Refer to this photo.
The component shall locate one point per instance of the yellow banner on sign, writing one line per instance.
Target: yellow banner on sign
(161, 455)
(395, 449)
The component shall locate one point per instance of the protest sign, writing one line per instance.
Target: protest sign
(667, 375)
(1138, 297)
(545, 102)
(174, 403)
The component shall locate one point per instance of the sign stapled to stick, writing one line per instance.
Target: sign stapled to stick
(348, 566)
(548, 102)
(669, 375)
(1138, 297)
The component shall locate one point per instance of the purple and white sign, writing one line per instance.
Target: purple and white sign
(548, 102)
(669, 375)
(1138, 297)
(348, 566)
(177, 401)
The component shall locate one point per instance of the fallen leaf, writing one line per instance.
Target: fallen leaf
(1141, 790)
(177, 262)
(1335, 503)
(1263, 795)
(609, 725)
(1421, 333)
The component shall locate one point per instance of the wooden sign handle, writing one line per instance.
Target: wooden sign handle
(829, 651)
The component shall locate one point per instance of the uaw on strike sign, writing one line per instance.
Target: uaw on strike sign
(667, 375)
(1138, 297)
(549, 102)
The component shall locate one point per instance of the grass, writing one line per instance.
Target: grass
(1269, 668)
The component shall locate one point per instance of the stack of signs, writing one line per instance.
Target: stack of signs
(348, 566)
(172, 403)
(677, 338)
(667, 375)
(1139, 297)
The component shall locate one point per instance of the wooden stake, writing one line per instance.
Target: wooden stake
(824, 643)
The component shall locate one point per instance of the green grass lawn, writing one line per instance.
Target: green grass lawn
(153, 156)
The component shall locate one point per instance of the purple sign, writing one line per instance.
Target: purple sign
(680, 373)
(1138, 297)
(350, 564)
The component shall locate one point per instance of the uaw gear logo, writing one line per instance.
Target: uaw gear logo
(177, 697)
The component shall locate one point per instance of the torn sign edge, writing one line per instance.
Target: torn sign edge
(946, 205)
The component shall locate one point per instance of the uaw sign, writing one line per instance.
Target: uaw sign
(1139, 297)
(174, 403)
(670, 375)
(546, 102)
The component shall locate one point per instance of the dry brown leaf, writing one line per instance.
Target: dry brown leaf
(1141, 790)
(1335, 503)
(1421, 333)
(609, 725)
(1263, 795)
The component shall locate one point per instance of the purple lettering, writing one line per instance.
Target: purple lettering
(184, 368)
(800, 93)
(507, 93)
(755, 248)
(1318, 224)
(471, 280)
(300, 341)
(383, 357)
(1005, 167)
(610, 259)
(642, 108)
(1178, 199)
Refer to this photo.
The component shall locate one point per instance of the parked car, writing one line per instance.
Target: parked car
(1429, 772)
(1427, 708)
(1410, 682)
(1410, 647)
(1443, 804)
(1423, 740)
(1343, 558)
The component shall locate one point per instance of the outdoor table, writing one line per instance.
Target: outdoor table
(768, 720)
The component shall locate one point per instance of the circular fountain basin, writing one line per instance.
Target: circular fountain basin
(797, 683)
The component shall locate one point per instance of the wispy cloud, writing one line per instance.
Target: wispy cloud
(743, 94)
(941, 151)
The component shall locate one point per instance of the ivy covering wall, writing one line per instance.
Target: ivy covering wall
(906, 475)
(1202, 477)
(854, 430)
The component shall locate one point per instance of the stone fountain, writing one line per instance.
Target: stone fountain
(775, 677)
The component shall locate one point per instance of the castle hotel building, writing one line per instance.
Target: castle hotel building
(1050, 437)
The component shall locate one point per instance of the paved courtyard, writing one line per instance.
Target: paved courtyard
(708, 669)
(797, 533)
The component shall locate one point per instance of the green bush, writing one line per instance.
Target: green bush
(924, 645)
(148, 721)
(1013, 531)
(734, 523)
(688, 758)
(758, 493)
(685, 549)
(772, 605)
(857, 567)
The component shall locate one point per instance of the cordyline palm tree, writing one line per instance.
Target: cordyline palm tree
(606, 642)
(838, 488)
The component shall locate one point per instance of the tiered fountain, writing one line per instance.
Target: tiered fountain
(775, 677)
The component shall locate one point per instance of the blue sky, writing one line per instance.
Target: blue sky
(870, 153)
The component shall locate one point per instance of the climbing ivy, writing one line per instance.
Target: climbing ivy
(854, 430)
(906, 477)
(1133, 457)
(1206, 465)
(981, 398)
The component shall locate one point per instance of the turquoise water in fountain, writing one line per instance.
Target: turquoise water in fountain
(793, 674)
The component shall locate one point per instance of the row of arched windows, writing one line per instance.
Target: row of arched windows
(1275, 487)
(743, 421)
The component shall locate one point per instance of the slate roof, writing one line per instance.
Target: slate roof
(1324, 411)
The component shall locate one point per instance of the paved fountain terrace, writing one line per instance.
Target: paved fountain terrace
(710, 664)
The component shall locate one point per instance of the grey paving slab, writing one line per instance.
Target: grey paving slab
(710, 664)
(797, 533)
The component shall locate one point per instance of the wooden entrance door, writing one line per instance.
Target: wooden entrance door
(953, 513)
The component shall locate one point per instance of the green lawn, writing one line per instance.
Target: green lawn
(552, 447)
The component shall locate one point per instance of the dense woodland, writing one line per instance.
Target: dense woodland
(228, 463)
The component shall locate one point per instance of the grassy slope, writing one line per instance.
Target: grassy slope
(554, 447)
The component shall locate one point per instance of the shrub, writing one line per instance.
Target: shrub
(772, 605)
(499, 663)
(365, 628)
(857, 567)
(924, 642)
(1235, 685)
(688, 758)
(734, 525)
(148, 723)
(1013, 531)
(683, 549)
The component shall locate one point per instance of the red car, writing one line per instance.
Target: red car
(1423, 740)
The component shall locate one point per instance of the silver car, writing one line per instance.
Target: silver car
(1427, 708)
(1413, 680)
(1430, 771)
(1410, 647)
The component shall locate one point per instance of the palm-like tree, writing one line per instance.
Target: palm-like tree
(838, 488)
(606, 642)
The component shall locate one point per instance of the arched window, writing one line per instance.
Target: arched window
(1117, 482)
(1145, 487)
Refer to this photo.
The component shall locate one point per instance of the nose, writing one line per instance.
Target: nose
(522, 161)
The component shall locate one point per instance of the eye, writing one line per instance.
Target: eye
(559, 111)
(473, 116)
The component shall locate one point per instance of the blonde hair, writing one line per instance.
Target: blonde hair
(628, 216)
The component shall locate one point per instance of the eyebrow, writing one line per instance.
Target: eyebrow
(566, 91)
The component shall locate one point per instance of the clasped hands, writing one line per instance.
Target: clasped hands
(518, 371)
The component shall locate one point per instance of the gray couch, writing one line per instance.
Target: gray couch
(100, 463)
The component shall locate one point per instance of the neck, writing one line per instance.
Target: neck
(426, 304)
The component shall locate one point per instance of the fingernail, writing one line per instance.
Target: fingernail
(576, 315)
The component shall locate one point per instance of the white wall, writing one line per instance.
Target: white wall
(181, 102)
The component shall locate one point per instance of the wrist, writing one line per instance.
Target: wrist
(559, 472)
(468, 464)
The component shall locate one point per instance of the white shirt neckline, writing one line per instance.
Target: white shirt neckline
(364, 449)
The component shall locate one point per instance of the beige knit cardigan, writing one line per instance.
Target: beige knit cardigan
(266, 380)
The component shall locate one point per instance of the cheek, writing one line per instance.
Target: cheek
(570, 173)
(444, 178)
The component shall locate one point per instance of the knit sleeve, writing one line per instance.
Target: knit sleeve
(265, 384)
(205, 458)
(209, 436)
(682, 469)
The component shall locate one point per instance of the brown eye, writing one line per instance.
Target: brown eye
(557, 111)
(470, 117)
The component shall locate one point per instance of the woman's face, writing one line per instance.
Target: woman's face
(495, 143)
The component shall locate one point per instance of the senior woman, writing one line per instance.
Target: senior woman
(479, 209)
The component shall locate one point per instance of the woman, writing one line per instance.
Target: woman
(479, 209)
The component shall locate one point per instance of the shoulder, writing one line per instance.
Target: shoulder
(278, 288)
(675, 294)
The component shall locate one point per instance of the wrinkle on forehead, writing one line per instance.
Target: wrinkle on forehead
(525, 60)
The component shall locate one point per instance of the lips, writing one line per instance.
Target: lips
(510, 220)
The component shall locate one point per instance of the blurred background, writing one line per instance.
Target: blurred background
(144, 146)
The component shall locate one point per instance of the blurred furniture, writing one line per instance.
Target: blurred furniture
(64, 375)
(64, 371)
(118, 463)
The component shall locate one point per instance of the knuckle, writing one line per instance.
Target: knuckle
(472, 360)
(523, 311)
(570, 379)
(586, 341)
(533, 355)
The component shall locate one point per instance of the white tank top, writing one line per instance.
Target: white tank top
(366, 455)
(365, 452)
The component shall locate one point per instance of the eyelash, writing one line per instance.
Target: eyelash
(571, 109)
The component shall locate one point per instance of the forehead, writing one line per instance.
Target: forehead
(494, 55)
════════════════════
■ ABOUT THIS TASK ■
Take the lines above from the one containing "Target: sign stapled to stick" down to the one containing "strike sign, writing one line per instance.", and transcribe them exactly, both ends included.

■ RESPONSE ■
Target: sign stapled to stick
(348, 566)
(548, 102)
(669, 375)
(1138, 297)
The component shall locate one point per instance of the purple and white sign, writing one line per instance.
Target: purple and white sign
(548, 102)
(669, 375)
(1138, 297)
(348, 566)
(177, 401)
The component shall locate one point per instance of the fallen leaf, writing one line per instance.
Target: fallen leaf
(1141, 790)
(177, 262)
(1335, 503)
(1263, 795)
(609, 725)
(1421, 333)
The component shall locate one point per instance of the wooden sign handle, writing one line per instance.
Target: wooden sign handle
(829, 651)
The component shall locate one point per instance of the uaw on strike sign, writing one line per instance.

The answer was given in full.